• PAGE TEXT

####

Another difference is that the species/genus schema is not predicated on the bare particulars of modern logic — Leontiskos
Judging by your quote I'd say that this is really just where I disagree with Aristotle -- there's no such thing as essences.
So while I understand that within his system of philosophy he believes that induction is valid, and this is due to things having an essence -- i.e. there is some needed common traits or relationships which are shared by each member of the genera.
But, OK -- yes, that's a difference in terms of the philosophy. I don't think Aristotle is a Quinean or anything of the sort when considering his whole system -- but conceptually the various species and their genera look a lot like sets.
For Aristotle I would just add that there are ontological conditions to the sets, whereas today we'd prefer to abstract to the logic alone and leave the ontology undefined so that we could then speak clearly about what exists.
Make sense?
Simplified, Aristotle is basically saying that familiarity breeds understanding. If we become familiar with swans then we will begin to understand swans. There is no guarantee for Aristotle that there are no black swans. There is no Humean induction. — Leontiskos
I'm only using that as a familiar example.
You would agree that there is an essence which a swan possess which makes the swan a swan according to Aristotle?
Whatever the essence is for Aristotle there is an essence that can be discovered, and I think that's what secures his knowledge via the empirical method. He can know about every member of the set because of these necessary and sufficient conditions which make a tiger what a tiger is.
Whereas I would say that it's in the very logic itself that makes the move from species to genera invalid. There is no essence that holds all tigers together, a what-it-isness which makes the tiger a tiger.
So I'm not talking about being wrong in the sense of error as much as I'm saying there is no valid construction of induction because there is nothing to universalize. This is a big difference between my understanding of Aristotle, vs. Darwinian, biology. The species aren't as distinct as what Aristotle's method indicates -- they slowly morph over time and we update our taxonomies the more we learn, but this isn't a logically valid move.

####

• TASK SET
• A. In the post on Aristotle and induction, what does the writer say there is no such thing as?
• B. Transcribe word for word the stretch of the post on Aristotle and induction from "For Aristotle I" through "Make sense?".
The material has no connection to the post on Aristotle and induction.

• GIVEN RECORDS
####

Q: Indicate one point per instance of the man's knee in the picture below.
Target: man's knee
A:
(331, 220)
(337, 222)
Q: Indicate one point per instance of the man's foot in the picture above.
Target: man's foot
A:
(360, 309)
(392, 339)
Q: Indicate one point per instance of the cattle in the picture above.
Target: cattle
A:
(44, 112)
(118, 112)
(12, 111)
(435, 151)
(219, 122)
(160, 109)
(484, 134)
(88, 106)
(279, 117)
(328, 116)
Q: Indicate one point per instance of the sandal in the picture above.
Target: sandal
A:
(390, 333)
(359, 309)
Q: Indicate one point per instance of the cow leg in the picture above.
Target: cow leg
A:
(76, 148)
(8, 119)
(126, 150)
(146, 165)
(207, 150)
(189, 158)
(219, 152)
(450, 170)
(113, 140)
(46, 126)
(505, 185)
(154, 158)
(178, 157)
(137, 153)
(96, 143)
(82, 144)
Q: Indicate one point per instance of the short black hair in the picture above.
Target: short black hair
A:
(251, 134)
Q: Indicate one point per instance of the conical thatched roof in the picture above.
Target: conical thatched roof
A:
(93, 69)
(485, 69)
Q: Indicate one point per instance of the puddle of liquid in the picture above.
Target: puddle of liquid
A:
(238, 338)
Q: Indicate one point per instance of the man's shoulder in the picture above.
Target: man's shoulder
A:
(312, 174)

####

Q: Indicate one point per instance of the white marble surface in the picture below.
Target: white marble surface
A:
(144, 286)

####

• ANSWERS BELOW
• A. Essences.

• B.
For Aristotle I would just add that there are ontological conditions to the sets, whereas today we'd prefer to abstract to the logic alone and leave the ontology undefined so that we could then speak clearly about what exists.
Make sense?